THE DATA —
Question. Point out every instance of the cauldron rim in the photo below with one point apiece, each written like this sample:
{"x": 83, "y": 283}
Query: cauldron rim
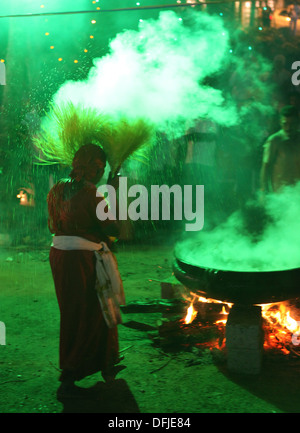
{"x": 213, "y": 270}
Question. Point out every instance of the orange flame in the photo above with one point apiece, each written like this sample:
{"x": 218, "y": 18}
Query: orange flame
{"x": 191, "y": 314}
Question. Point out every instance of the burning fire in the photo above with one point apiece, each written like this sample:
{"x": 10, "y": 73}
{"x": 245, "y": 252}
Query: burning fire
{"x": 282, "y": 331}
{"x": 192, "y": 313}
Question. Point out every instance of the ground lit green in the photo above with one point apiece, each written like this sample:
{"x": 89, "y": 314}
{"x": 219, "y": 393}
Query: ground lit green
{"x": 154, "y": 381}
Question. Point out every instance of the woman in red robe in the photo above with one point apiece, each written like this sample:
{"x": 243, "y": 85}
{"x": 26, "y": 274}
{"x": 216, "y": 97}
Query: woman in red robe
{"x": 87, "y": 344}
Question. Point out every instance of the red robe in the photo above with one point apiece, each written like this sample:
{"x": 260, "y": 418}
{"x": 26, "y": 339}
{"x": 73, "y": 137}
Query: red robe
{"x": 87, "y": 345}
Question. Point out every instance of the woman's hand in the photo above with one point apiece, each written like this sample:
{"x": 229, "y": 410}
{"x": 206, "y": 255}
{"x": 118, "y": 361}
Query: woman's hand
{"x": 113, "y": 180}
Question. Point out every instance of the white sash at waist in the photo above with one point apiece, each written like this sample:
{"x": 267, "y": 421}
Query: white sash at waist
{"x": 74, "y": 243}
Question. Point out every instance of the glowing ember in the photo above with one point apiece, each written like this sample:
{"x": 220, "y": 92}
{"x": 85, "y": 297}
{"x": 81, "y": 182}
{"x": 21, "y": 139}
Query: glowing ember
{"x": 281, "y": 327}
{"x": 282, "y": 330}
{"x": 191, "y": 314}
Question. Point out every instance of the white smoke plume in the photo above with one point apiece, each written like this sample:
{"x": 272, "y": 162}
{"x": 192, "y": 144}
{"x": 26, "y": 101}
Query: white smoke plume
{"x": 158, "y": 72}
{"x": 230, "y": 246}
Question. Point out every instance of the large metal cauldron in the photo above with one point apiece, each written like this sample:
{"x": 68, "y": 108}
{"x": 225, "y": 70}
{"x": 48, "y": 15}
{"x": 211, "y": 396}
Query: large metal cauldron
{"x": 239, "y": 287}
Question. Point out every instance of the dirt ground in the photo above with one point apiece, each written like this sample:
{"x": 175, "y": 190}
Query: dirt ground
{"x": 155, "y": 380}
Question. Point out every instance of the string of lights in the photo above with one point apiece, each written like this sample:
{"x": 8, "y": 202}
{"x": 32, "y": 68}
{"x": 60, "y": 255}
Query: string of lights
{"x": 129, "y": 9}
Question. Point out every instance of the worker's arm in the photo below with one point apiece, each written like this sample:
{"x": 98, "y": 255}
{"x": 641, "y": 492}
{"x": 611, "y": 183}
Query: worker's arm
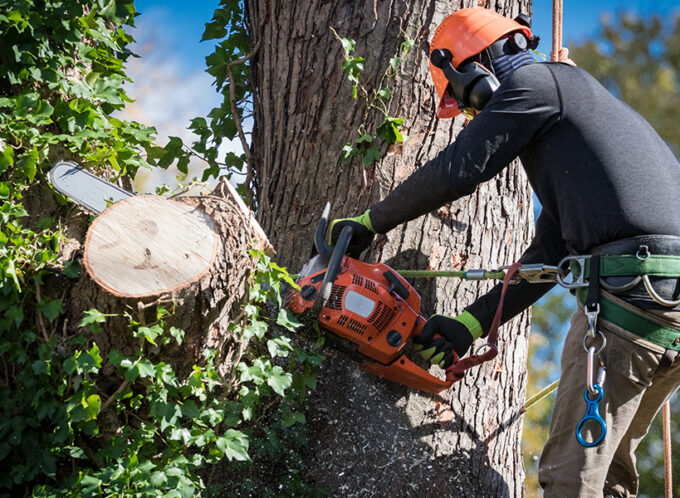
{"x": 523, "y": 109}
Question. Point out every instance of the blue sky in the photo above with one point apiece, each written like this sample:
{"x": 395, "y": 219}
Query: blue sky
{"x": 181, "y": 23}
{"x": 171, "y": 86}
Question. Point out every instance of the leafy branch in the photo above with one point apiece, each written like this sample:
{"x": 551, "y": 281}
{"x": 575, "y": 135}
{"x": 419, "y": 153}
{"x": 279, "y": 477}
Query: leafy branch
{"x": 389, "y": 129}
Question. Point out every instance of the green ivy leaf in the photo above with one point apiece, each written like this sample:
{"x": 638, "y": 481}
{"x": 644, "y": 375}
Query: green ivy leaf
{"x": 389, "y": 130}
{"x": 349, "y": 151}
{"x": 71, "y": 269}
{"x": 347, "y": 45}
{"x": 279, "y": 380}
{"x": 92, "y": 404}
{"x": 234, "y": 445}
{"x": 371, "y": 155}
{"x": 92, "y": 316}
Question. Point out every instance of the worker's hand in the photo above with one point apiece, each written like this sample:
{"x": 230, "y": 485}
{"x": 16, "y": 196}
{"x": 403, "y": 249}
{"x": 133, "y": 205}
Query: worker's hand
{"x": 445, "y": 339}
{"x": 362, "y": 234}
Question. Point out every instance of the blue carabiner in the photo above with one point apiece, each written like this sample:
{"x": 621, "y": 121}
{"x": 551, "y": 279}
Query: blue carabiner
{"x": 592, "y": 413}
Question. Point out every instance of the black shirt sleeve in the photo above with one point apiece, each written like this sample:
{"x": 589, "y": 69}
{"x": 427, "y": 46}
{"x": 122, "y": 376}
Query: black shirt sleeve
{"x": 524, "y": 107}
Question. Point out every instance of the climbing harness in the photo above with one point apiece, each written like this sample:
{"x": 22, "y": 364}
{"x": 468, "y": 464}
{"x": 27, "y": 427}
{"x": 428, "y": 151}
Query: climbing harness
{"x": 589, "y": 274}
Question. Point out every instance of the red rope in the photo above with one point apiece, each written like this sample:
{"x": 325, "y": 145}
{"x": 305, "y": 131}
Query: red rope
{"x": 556, "y": 54}
{"x": 457, "y": 371}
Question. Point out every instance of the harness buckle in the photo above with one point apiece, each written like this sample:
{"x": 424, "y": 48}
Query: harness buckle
{"x": 565, "y": 265}
{"x": 537, "y": 273}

INSTRUCTIONS TO FOLLOW — Give the entries again without a single change, but with no pictures.

ANSWER TO THE TASK —
Question. Point out every instance of the cauldron rim in the photo below with one point apiece, each written like this sample:
{"x": 83, "y": 283}
Query: cauldron rim
{"x": 213, "y": 270}
Question. Point out every instance of the orange flame in the photo above with one point apiece, each written like this sample:
{"x": 218, "y": 18}
Query: orange flame
{"x": 191, "y": 314}
Question. Point out every instance of the burning fire in the photo above with one point apiece, each written like this sample:
{"x": 10, "y": 73}
{"x": 245, "y": 252}
Query: burning fire
{"x": 282, "y": 331}
{"x": 192, "y": 313}
Question. Point out every instance of the ground lit green in the photo above with one point apiece, each written like this sample:
{"x": 89, "y": 314}
{"x": 219, "y": 393}
Query: ground lit green
{"x": 154, "y": 381}
Question. Point out every instance of the woman in red robe in the photo above with one point apiece, each written like this sample:
{"x": 243, "y": 85}
{"x": 26, "y": 274}
{"x": 216, "y": 97}
Query: woman in red robe
{"x": 87, "y": 344}
Question. Point out every instance of the red robe in the photo above with one point apiece, each written like this sample:
{"x": 260, "y": 418}
{"x": 26, "y": 339}
{"x": 73, "y": 137}
Query: red robe
{"x": 87, "y": 345}
Question. Point out every instance of the woman's hand in the photo above with one point apiece, each written like this sample:
{"x": 229, "y": 410}
{"x": 206, "y": 255}
{"x": 118, "y": 361}
Query: woman's hand
{"x": 113, "y": 180}
Question. Point out every instance of the white sash at waist in the photo above with one point apiece, each written like this sample:
{"x": 267, "y": 421}
Query: white sash at waist
{"x": 74, "y": 243}
Question. Point out every instance of the glowing ember in the photo above with one point apiece, each written like this sample:
{"x": 220, "y": 92}
{"x": 85, "y": 297}
{"x": 81, "y": 182}
{"x": 21, "y": 139}
Query: glowing ember
{"x": 281, "y": 327}
{"x": 282, "y": 330}
{"x": 191, "y": 314}
Question. Point out every instance of the white smoke plume in the photo above with one point apiece, each written like this sample:
{"x": 272, "y": 162}
{"x": 192, "y": 144}
{"x": 26, "y": 101}
Query: white smoke plume
{"x": 158, "y": 72}
{"x": 230, "y": 246}
Question. Point out every instance of the large metal cauldron in the photo above with one point apiece, each written like this sample:
{"x": 68, "y": 108}
{"x": 225, "y": 70}
{"x": 48, "y": 15}
{"x": 211, "y": 396}
Query: large metal cauldron
{"x": 239, "y": 287}
Question. Point out every instance of the dirt ground in the photo above with one point apiece, each written like this sample:
{"x": 175, "y": 190}
Query: dirt ground
{"x": 155, "y": 380}
Question. Point out every instance of the string of lights in the photo above with one point apiece, each written like this sample:
{"x": 8, "y": 202}
{"x": 32, "y": 68}
{"x": 60, "y": 255}
Query: string of lights
{"x": 129, "y": 9}
Question. Point out every instance of the worker's arm in the photo below with one point apiece, each written like this sample:
{"x": 98, "y": 255}
{"x": 641, "y": 492}
{"x": 611, "y": 183}
Query: worker's arm
{"x": 523, "y": 109}
Question. Point out every instance of the blue sky in the photo above with one point apiece, each written like this sample:
{"x": 395, "y": 219}
Query: blue sky
{"x": 181, "y": 23}
{"x": 171, "y": 86}
Question. Point out every instance of the leafy branch in the photo above with one point apiece, each written like this sample:
{"x": 551, "y": 281}
{"x": 575, "y": 135}
{"x": 419, "y": 153}
{"x": 279, "y": 477}
Query: leafy branch
{"x": 389, "y": 129}
Question. Point out every instance of the green ivy leaf in the photo above with one point apiece, each written like this sample:
{"x": 638, "y": 481}
{"x": 644, "y": 375}
Query: green ivy leaf
{"x": 389, "y": 130}
{"x": 349, "y": 151}
{"x": 71, "y": 269}
{"x": 347, "y": 45}
{"x": 279, "y": 380}
{"x": 92, "y": 404}
{"x": 234, "y": 445}
{"x": 371, "y": 155}
{"x": 92, "y": 316}
Question. Point out every instance of the worker's hand in the photo above with one point apiece, each written like this sample:
{"x": 230, "y": 485}
{"x": 16, "y": 196}
{"x": 403, "y": 249}
{"x": 133, "y": 205}
Query: worker's hand
{"x": 445, "y": 339}
{"x": 362, "y": 234}
Question. Point out every instance of the blue carabiner in the photo above with one point apiece, each written like this sample:
{"x": 621, "y": 121}
{"x": 551, "y": 279}
Query: blue carabiner
{"x": 592, "y": 413}
Question. Point out every instance of the black shirt sleeve in the photo above with one point apiece, each written like this sample:
{"x": 589, "y": 69}
{"x": 427, "y": 46}
{"x": 122, "y": 376}
Query: black shirt sleeve
{"x": 524, "y": 107}
Question. Point out every instance of the climbing harness in the photo above with one point apiece, each written like this sample:
{"x": 22, "y": 364}
{"x": 468, "y": 464}
{"x": 27, "y": 427}
{"x": 428, "y": 151}
Query: climbing harness
{"x": 589, "y": 274}
Question. Point out every instance of the red rope in the photo above with one point apiece, each written like this sample:
{"x": 325, "y": 145}
{"x": 305, "y": 131}
Query: red rope
{"x": 556, "y": 54}
{"x": 457, "y": 371}
Question. Point out every instance of the harness buckle in the photo above with one point apiece, each written like this sample:
{"x": 424, "y": 48}
Query: harness buckle
{"x": 565, "y": 265}
{"x": 537, "y": 273}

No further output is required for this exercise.